- _Texto fornecido_
------------------------------------------------

Lembro-me que senti essa urgência em ajudar. Em fazer algo por aquelas pessoas que sentiam uma dor que eu não conseguia sequer imaginar. Eu, gente comum, não pude fazer muito, mas passei a madrugada do dia 28 no Farrezão, servindo água e comida às famílias que ainda velavam seus filhos. Eram poucos, cerca de 8 ou 9 famílias. Eram pais e avós chorando pela inversão da ordem natural da vida.

Quando um senhor que velava seu filho aceitou a água que lhe ofereci perguntei se ele queria alguma coisa. Ele olhou pra mim, segurou na minha mão e me disse: eu quero meu filho de volta. Até hoje, quando penso nesse momento, meus olhos se enchem d'água. Eu nunca vou esquecer a expressão no olhar daquele homem de meia idade, do total desamparo que eu via naqueles olhos azuis. Eu não encontrei palavras para responder. Não encontrei, em todo o vocabulário, uma só coisa que eu pudesse dizer que mudaria aquele olhar.

------------------------------------------------

- _Tarefas_
1. Reproduza o trecho do relato que começa em "Lembro-me que senti" e segue até "natural da vida.".
2. Prossiga com o relato sobre a madrugada no Farrezão, começando logo depois da última frase.
As linhas abaixo não têm relação com o relato.

------------------------------------------------

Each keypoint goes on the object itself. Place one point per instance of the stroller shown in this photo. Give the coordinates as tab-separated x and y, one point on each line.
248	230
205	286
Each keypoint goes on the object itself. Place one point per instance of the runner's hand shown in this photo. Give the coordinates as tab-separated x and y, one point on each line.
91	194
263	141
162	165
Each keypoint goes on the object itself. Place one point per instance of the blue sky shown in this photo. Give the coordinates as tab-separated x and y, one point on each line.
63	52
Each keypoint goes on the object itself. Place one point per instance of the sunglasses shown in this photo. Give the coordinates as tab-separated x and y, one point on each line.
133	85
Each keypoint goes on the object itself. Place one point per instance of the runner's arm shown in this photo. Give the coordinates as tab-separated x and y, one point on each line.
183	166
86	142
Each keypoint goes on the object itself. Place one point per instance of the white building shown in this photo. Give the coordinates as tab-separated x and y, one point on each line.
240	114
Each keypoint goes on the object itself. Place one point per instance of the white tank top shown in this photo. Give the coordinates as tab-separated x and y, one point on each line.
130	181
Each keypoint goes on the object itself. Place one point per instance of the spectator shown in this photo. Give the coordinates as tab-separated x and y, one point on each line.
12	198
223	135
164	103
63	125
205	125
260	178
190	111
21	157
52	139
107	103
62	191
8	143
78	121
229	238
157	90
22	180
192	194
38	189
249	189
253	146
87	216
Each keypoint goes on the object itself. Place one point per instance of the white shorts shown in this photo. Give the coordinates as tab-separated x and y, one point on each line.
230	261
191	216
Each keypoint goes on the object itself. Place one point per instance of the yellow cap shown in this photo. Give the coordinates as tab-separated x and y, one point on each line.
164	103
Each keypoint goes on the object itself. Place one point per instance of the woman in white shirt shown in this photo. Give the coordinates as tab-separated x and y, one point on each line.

------------------------------------------------

- _Respostas_
1.
Lembro-me que senti essa urgência em ajudar. Em fazer algo por aquelas pessoas que sentiam uma dor que eu não conseguia sequer imaginar. Eu, gente comum, não pude fazer muito, mas passei a madrugada do dia 28 no Farrezão, servindo água e comida às famílias que ainda velavam seus filhos. Eram poucos, cerca de 8 ou 9 famílias. Eram pais e avós chorando pela inversão da ordem natural da vida.

2.
Então, eu o abracei. Senti ele me abraçar de volta e logo meus ombros ficaram molhados pelas lágrimas daquele pai. Fiquei um longo tempo ali, dando a única coisa que eu tinha pra dar (e que era ao mesmo tempo tudo que havia em mim): carinho e amor.

O que quero fazer por Santa Maria hoje é o mesmo. Quero te abraçar, minha cidade querida. Quero olhar nos teus olhos e encontrar alí a esperança, a força e a determinação. Quero te abraçar por todo esse dia, e no fim, sentir que algo mudou em você.

Que as nossas 242 estrelas brilhem sempre no céu dessa cidade."